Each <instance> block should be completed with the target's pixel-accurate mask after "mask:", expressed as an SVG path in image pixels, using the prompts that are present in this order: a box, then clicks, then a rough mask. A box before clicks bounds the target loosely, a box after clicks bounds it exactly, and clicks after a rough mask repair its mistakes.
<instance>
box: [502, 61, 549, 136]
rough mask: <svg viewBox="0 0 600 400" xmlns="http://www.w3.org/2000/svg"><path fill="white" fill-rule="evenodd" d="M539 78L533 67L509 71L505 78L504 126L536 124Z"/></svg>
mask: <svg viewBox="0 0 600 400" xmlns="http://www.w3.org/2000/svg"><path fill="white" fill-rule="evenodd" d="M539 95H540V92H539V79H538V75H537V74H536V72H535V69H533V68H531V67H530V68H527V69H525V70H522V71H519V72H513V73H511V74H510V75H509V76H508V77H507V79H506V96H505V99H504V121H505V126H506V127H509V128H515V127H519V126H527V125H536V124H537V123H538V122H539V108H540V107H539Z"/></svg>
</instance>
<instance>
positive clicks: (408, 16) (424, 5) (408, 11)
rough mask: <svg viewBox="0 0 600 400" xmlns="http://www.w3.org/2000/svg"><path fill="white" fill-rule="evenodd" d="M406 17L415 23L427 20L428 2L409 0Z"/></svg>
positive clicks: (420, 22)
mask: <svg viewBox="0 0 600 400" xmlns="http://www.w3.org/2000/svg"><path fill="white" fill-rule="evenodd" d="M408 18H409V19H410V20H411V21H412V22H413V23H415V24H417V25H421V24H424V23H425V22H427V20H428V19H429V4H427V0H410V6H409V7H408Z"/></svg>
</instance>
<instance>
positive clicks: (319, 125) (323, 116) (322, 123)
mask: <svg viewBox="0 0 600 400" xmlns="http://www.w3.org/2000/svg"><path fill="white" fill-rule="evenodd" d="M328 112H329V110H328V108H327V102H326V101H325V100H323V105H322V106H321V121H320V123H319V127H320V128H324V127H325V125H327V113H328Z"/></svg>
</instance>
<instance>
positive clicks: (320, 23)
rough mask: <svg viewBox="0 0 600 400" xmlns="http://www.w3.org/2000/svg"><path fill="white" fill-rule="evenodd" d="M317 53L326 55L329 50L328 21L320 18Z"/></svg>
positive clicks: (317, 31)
---
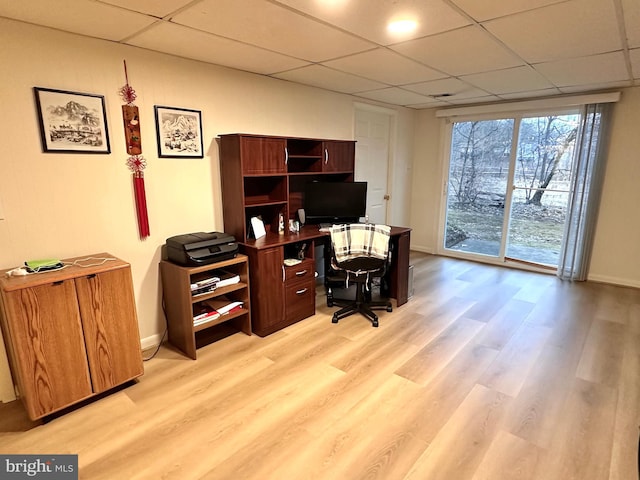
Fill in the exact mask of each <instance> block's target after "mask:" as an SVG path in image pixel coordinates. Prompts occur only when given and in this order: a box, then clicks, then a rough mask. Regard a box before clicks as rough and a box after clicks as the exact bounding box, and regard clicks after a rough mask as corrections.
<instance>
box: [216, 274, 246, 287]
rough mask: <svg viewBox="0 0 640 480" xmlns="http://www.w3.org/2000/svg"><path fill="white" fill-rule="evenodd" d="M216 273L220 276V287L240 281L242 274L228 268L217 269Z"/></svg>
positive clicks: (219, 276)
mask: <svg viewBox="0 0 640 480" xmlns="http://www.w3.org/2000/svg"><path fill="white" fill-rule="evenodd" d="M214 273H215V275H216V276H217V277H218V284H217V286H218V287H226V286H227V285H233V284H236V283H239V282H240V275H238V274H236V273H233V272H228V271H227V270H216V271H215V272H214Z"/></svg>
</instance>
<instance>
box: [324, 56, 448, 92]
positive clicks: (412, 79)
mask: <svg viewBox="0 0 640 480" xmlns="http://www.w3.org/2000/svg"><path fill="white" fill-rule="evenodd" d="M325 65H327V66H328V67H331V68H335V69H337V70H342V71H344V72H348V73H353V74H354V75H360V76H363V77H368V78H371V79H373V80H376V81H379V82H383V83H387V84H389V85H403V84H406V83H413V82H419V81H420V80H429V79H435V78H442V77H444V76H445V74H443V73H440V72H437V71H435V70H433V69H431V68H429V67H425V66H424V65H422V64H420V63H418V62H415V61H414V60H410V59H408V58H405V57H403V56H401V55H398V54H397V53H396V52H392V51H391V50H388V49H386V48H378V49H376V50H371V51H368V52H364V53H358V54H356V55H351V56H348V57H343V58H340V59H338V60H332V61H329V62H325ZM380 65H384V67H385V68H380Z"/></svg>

> [EXERCISE OBJECTIVE]: What is needed is an exact copy of the lines above, from the one containing "17L415 23L427 20L428" through the one containing "positive clicks: (317, 31)", with nothing added.

> [SOLUTION TO THIS TASK]:
rough mask: <svg viewBox="0 0 600 400" xmlns="http://www.w3.org/2000/svg"><path fill="white" fill-rule="evenodd" d="M406 17L415 23L427 20L428 2L409 0Z"/></svg>
positive clicks: (420, 22)
mask: <svg viewBox="0 0 600 400" xmlns="http://www.w3.org/2000/svg"><path fill="white" fill-rule="evenodd" d="M408 18H409V19H410V20H411V21H412V22H413V23H415V24H417V25H421V24H424V23H425V22H427V20H428V19H429V4H427V0H410V6H409V7H408Z"/></svg>
</instance>
<instance>
positive clicks: (319, 125) (323, 116) (322, 123)
mask: <svg viewBox="0 0 600 400" xmlns="http://www.w3.org/2000/svg"><path fill="white" fill-rule="evenodd" d="M328 112H329V110H328V108H327V102H326V101H325V100H323V105H322V106H321V121H320V123H319V127H320V128H324V127H325V125H327V113H328Z"/></svg>
</instance>
<instance>
positive clicks: (320, 23)
rough mask: <svg viewBox="0 0 600 400" xmlns="http://www.w3.org/2000/svg"><path fill="white" fill-rule="evenodd" d="M317 53L326 55L329 50L328 21L320 18Z"/></svg>
positive clicks: (317, 31)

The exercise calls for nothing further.